Collected data:
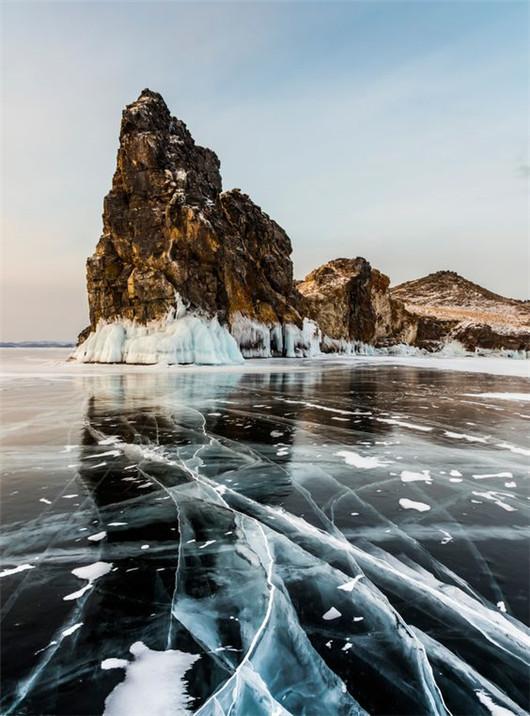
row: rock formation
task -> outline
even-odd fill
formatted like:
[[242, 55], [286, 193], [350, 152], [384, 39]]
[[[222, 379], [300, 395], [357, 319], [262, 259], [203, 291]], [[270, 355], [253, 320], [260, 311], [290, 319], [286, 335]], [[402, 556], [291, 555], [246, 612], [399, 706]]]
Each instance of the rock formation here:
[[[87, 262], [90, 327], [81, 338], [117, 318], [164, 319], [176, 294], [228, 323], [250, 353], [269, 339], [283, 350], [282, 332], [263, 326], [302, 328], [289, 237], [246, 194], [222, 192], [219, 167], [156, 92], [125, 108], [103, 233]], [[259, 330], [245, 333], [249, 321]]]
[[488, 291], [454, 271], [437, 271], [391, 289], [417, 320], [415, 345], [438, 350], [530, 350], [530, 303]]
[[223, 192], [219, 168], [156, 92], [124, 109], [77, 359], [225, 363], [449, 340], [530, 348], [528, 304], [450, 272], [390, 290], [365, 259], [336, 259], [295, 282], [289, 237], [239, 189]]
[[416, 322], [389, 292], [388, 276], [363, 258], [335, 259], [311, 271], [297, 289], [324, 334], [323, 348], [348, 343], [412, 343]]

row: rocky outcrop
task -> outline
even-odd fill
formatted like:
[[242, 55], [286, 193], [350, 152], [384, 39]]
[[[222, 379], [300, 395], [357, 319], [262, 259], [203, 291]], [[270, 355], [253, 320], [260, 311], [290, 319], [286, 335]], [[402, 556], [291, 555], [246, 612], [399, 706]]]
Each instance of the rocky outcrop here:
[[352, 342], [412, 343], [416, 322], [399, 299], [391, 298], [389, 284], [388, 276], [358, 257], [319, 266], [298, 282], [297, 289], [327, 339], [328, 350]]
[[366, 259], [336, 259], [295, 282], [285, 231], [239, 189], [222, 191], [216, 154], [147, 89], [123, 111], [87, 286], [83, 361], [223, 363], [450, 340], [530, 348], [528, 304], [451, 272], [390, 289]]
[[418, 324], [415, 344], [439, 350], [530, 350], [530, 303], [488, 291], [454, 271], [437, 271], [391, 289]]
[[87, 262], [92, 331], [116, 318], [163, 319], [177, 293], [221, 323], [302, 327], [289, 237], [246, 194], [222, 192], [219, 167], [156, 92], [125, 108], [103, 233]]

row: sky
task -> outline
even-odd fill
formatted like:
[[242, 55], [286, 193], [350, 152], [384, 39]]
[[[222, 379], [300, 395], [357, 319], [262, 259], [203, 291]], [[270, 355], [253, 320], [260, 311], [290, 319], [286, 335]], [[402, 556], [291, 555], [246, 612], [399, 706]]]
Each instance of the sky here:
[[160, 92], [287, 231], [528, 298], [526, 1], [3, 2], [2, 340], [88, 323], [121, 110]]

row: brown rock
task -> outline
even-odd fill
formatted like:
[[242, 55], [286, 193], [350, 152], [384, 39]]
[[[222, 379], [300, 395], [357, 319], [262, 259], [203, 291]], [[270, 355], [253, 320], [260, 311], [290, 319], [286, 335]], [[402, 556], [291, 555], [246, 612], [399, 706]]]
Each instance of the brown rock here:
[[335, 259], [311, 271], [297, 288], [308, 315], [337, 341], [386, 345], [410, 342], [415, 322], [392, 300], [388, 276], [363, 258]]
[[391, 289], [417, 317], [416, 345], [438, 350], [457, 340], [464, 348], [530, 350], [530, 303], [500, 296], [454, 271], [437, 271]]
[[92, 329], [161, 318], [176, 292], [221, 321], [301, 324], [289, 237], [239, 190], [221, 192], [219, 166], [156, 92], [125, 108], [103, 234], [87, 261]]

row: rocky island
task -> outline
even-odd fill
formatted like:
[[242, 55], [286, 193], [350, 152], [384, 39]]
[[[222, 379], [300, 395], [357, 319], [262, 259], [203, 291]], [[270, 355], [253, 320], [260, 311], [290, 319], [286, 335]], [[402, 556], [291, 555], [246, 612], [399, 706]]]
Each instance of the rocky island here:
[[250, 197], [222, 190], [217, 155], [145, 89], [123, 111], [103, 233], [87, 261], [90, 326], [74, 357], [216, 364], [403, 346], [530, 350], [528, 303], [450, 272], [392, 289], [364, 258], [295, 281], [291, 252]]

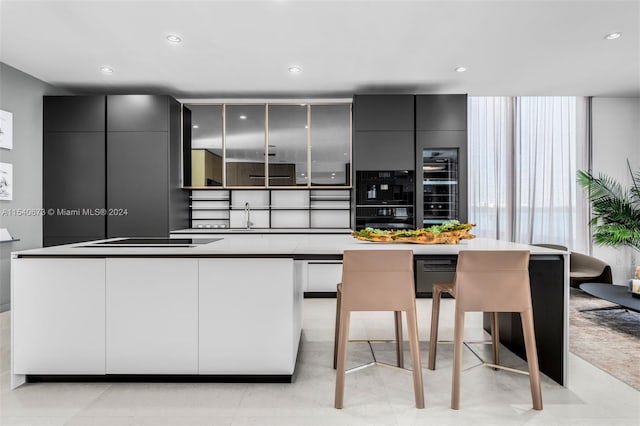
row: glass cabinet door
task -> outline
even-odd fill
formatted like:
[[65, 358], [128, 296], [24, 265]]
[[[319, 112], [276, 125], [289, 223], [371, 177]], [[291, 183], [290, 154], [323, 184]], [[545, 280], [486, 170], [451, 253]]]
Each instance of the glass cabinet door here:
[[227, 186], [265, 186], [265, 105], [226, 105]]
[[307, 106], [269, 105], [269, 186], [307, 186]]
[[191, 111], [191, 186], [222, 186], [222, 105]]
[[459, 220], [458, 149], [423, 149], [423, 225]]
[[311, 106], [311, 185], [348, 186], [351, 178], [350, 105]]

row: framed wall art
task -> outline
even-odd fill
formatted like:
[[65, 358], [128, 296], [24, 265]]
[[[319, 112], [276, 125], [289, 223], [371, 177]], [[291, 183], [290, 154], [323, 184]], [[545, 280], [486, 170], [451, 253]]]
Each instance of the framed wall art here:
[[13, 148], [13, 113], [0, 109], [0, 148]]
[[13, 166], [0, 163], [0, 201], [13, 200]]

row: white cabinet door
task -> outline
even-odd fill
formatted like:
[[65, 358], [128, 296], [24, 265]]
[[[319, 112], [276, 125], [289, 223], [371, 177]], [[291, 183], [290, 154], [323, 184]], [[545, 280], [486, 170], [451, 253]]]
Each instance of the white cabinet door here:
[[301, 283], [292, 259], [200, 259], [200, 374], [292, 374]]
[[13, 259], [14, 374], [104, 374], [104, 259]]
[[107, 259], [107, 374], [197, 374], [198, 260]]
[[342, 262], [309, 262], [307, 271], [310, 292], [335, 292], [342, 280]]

What to produce: Go through the lines above and write each one out verbatim, skipping the pictures.

Solution:
row: rock formation
task -> outline
even-odd fill
formatted like:
[[242, 55], [286, 193], [350, 152], [384, 39]]
[[[222, 379], [300, 395], [357, 319], [262, 259], [203, 291]], [[270, 355], [253, 320], [260, 311], [290, 319], [286, 335]], [[402, 556], [291, 555], [246, 612], [399, 706]]]
Each instance of the rock formation here:
[[[87, 262], [90, 327], [81, 338], [117, 318], [164, 319], [176, 294], [228, 323], [250, 353], [269, 339], [283, 350], [282, 332], [263, 326], [302, 328], [289, 237], [246, 194], [222, 192], [219, 167], [156, 92], [125, 108], [103, 233]], [[259, 330], [245, 333], [249, 321]]]
[[488, 291], [454, 271], [437, 271], [391, 289], [417, 320], [415, 345], [438, 350], [530, 350], [530, 303]]
[[223, 192], [219, 168], [156, 92], [124, 109], [77, 359], [225, 363], [449, 340], [530, 348], [528, 304], [450, 272], [390, 290], [365, 259], [336, 259], [295, 282], [289, 237], [239, 189]]
[[416, 322], [389, 292], [388, 276], [363, 258], [335, 259], [311, 271], [297, 289], [324, 334], [323, 348], [348, 343], [412, 343]]

row: rocky outcrop
task -> outline
even-odd fill
formatted like:
[[242, 55], [286, 193], [350, 152], [384, 39]]
[[[222, 379], [300, 395], [357, 319], [262, 259], [203, 291]], [[270, 355], [253, 320], [260, 311], [290, 319], [286, 335]], [[402, 556], [291, 555], [246, 612], [399, 706]]]
Each instance of the rocky outcrop here:
[[352, 342], [412, 343], [416, 322], [399, 299], [391, 298], [389, 284], [388, 276], [358, 257], [319, 266], [298, 282], [297, 289], [327, 339], [328, 350]]
[[366, 259], [336, 259], [295, 282], [285, 231], [239, 189], [222, 191], [216, 154], [147, 89], [123, 111], [87, 286], [83, 361], [223, 363], [450, 340], [530, 348], [528, 304], [451, 272], [390, 289]]
[[418, 324], [415, 344], [439, 350], [530, 350], [530, 303], [488, 291], [454, 271], [437, 271], [391, 289]]
[[87, 262], [92, 331], [116, 318], [163, 319], [177, 293], [221, 323], [302, 327], [289, 237], [246, 194], [222, 192], [219, 167], [156, 92], [125, 108], [103, 233]]

row: sky
task -> outline
even-odd fill
formatted like:
[[242, 55], [286, 193], [350, 152], [384, 39]]
[[[222, 379], [300, 395], [357, 319], [262, 259], [203, 291]], [[270, 355], [253, 320], [260, 311], [290, 319], [286, 335]], [[402, 556], [291, 555], [246, 612], [399, 706]]]
Each instance of the sky here:
[[160, 92], [287, 231], [528, 298], [526, 1], [3, 2], [2, 340], [88, 323], [121, 110]]

row: brown rock
task -> outline
even-odd fill
formatted like:
[[242, 55], [286, 193], [350, 152], [384, 39]]
[[[222, 379], [300, 395], [357, 319], [262, 259], [203, 291]], [[270, 355], [253, 320], [260, 311], [290, 319], [286, 335]], [[402, 556], [291, 555], [246, 612], [399, 706]]]
Each instance of the brown rock here:
[[335, 259], [311, 271], [297, 288], [308, 315], [337, 341], [386, 345], [410, 342], [415, 322], [392, 300], [388, 276], [363, 258]]
[[391, 289], [417, 317], [416, 345], [438, 350], [457, 340], [464, 348], [530, 350], [530, 303], [500, 296], [454, 271], [437, 271]]
[[92, 329], [161, 318], [176, 292], [221, 321], [301, 324], [289, 237], [239, 190], [221, 192], [219, 166], [156, 92], [125, 108], [103, 234], [87, 261]]

row: rocky island
task -> outline
even-odd fill
formatted like:
[[242, 55], [286, 193], [350, 152], [384, 39]]
[[[222, 379], [300, 395], [357, 319], [262, 259], [203, 291]], [[270, 355], [253, 320], [260, 311], [290, 319], [286, 335]], [[402, 556], [291, 555], [246, 612], [399, 706]]]
Each instance of the rocky island here:
[[250, 197], [222, 190], [217, 155], [145, 89], [123, 111], [103, 233], [87, 261], [90, 326], [74, 357], [216, 364], [403, 346], [530, 350], [528, 303], [450, 272], [392, 289], [364, 258], [295, 281], [291, 252]]

row: glass cabinet door
task -> outline
even-odd fill
formatted like:
[[65, 358], [128, 296], [24, 265]]
[[[319, 112], [276, 125], [289, 223], [371, 177]], [[291, 183], [290, 154], [323, 184]], [[545, 280], [486, 170], [451, 253]]]
Each instance of the glass cabinet door here:
[[227, 186], [265, 186], [265, 105], [226, 105]]
[[307, 106], [269, 105], [269, 186], [307, 186]]
[[191, 111], [191, 186], [222, 186], [222, 105]]
[[459, 220], [458, 149], [423, 149], [423, 225]]
[[311, 106], [311, 185], [348, 186], [351, 178], [350, 105]]

row: framed wall art
task -> outline
even-odd fill
formatted like:
[[65, 358], [128, 296], [24, 265]]
[[[319, 112], [276, 125], [289, 223], [371, 177]], [[291, 183], [290, 154], [323, 184]], [[545, 280], [486, 170], [451, 253]]]
Each instance of the framed wall art here:
[[13, 148], [13, 113], [0, 109], [0, 148]]
[[13, 166], [0, 163], [0, 201], [13, 200]]

row: white cabinet door
task -> outline
even-odd fill
formatted like:
[[65, 358], [128, 296], [24, 265]]
[[[319, 112], [276, 125], [289, 223], [371, 177]], [[291, 183], [290, 154], [323, 184]], [[545, 280], [486, 170], [451, 253]]]
Each instance of the white cabinet door here:
[[301, 283], [292, 259], [200, 259], [200, 374], [292, 374]]
[[13, 259], [14, 374], [104, 374], [104, 259]]
[[107, 259], [107, 374], [197, 374], [198, 260]]
[[342, 262], [309, 262], [307, 271], [310, 292], [335, 292], [342, 280]]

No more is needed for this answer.